WRITTEN TASK:
Answer these from the review comments below, one answer a line:
(a) Which two terms are defined but never used outside the Abstract and Introduction?
(b) In 4.1(e), which section should get a forward reference about the DP bit?
(c) What number and title does the reviewer suggest for the new overview section?

TEXT SECTION:
┌──
Should be "and Multicast", surely?

### Section 2, orphan terms

In the terminology section, these terms are defined but never used:
  - BD
  - NDF
  - BDF
  - Ethernet A-D per ES route
  - ISID
  - MAC-VRF

And these terms are defined but never used outside the Abstract and
Introduction where they're already defined in-line (thanks for that) so they're
also not needed:
  - BUM
  - ESI

### Section 4.1, need forward reference to Section 4.3 about DP bit

In 4.1(e) where you discuss the use of the DP bit, I strongly suggest that you
add a forward reference to Section 4.3 since it's not possible to understand
the use of the DP bit until you walk through the fact that it's going to be
twiddled dynamically to effect the desired behavior.

### General, need an overview somewhere early on; Introduction feels unfinished

I would have been spared a lot of confusion if there had been a brief overview
early on so that I didn't keep hitting surprises. Now that I look at it, the
Introduction seems unfinished, with only the problem statement and
requirements. The natural thing would be to add a Section 1.3, Solution
Overview, that presents just the bare bones outline of the solution, something
like:

1.3. Solution Overview

        To provide a solution that satisfies the above requirements, we
        introduce two new DF Algorithms that can be advertised in the DF
        Election Extended Community [Section 3]. Carried with the new DF
        Election Extended Community variants are a DF election preference
        advertised for each PE, that influences which PE will become DF
        [Section 4.1]. The advertised DF election preference can dynamically
        vary from the administratively configured preference to provide
        non-revertive behavior [Section 4.3].

        An optional solution is discussed in [Section 4.2], for use in Ethernet
        segments that support large numbers of Ethernet Tags and therefore need
        to balance load among multiple DFs.

Feel free to use any of that, or not, as you see fit.

### Section 4.3, why is highest-preference more complex than lowest-preference?

In the paragraph right before point (1), you have, "The procedure is described
assuming Highest-Preference Algorithm in the Ethernet Segment, where local
policy overrides the tie-breaker for a given Ethernet Tag, since this is the
most complex case."

I don't see why highest-preference is any more complex than lowest-preference?

### Section 4.3, algorithm is strangely specified

In point 5, you specify picking *two* reference-PEs, both a Highest-PE and a
Lowest-PE:

       *  Select two "reference-PEs" among the Ethernet Segment routes
          in the virtual Ethernet Segment, the "Highest-PE" and the
          "Lowest-PE":

[and so on]

But then in the paragraph right after point (6), you say

   If the Ethernet Segment uses Highest-Preference Algorithm (for all
   the Ethernet Tags, no local policy), the PEs only need to select the
   "Highest-PE" as the "reference-PE" (i.e., no need to select the
   "Lowest-PE").  If the Ethernet Segment uses Lowest-Preference
   Algorithm for all the Ethernet Tags, the PEs only need to select the
   "Lowest-PE" as the "reference-PE".  The rest of the procedure remains
   the same.
└──
INFORMATION:
┌──
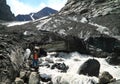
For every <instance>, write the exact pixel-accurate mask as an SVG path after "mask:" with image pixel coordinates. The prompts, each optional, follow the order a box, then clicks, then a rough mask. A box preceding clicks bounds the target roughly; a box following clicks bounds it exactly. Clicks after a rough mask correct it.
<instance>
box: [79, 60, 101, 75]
mask: <svg viewBox="0 0 120 84" xmlns="http://www.w3.org/2000/svg"><path fill="white" fill-rule="evenodd" d="M99 70H100V63H99V61H97V60H96V59H88V60H87V61H86V62H84V63H83V64H82V65H81V66H80V68H79V72H78V73H79V74H84V75H88V76H96V77H98V76H99Z"/></svg>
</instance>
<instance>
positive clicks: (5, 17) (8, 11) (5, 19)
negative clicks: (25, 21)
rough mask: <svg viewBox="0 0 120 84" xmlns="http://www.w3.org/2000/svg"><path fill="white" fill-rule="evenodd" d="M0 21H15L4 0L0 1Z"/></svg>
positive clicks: (11, 12) (7, 6) (13, 17)
mask: <svg viewBox="0 0 120 84" xmlns="http://www.w3.org/2000/svg"><path fill="white" fill-rule="evenodd" d="M0 20H5V21H12V20H15V16H14V14H12V12H11V10H10V7H9V6H8V5H7V4H6V0H0Z"/></svg>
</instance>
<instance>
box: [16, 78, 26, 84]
mask: <svg viewBox="0 0 120 84" xmlns="http://www.w3.org/2000/svg"><path fill="white" fill-rule="evenodd" d="M15 84H24V81H23V80H22V79H20V78H16V79H15Z"/></svg>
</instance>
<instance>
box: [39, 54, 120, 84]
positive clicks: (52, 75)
mask: <svg viewBox="0 0 120 84" xmlns="http://www.w3.org/2000/svg"><path fill="white" fill-rule="evenodd" d="M53 53H55V52H53ZM53 53H48V56H47V57H42V58H40V59H39V60H40V61H41V65H47V64H49V65H52V64H53V63H65V64H66V65H67V66H69V69H68V70H67V72H66V73H61V72H60V71H59V70H58V69H51V68H48V67H46V66H42V67H39V72H40V75H41V77H46V78H52V82H53V84H93V82H94V83H95V84H96V83H98V78H97V77H90V76H85V75H79V74H78V71H79V68H80V66H81V64H83V63H84V62H85V61H86V60H88V59H89V58H93V57H90V56H88V55H81V54H79V53H78V52H73V53H69V54H66V53H60V54H59V56H58V57H55V56H53ZM94 59H97V60H98V61H99V62H100V74H101V73H102V72H103V71H107V72H109V73H110V74H111V75H112V76H113V78H116V79H120V66H114V65H109V64H108V63H107V62H106V61H105V59H104V58H94ZM44 84H45V83H44Z"/></svg>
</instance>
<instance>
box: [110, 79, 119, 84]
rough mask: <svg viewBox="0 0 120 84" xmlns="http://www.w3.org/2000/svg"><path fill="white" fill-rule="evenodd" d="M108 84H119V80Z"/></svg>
mask: <svg viewBox="0 0 120 84" xmlns="http://www.w3.org/2000/svg"><path fill="white" fill-rule="evenodd" d="M108 84H120V80H116V81H115V82H111V83H108Z"/></svg>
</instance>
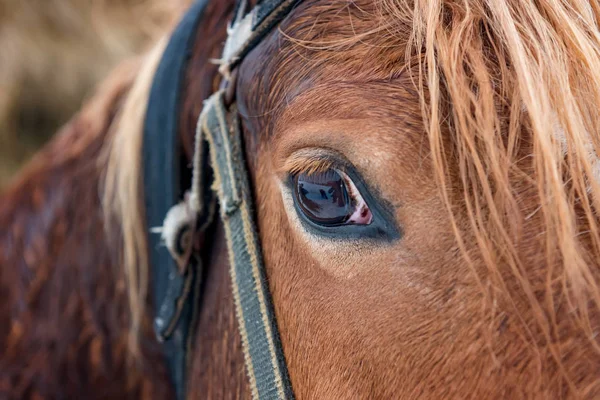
└──
FINISHED TASK:
(a) BUM and ESI
(b) Section 4.3
(c) Section 1.3, Solution Overview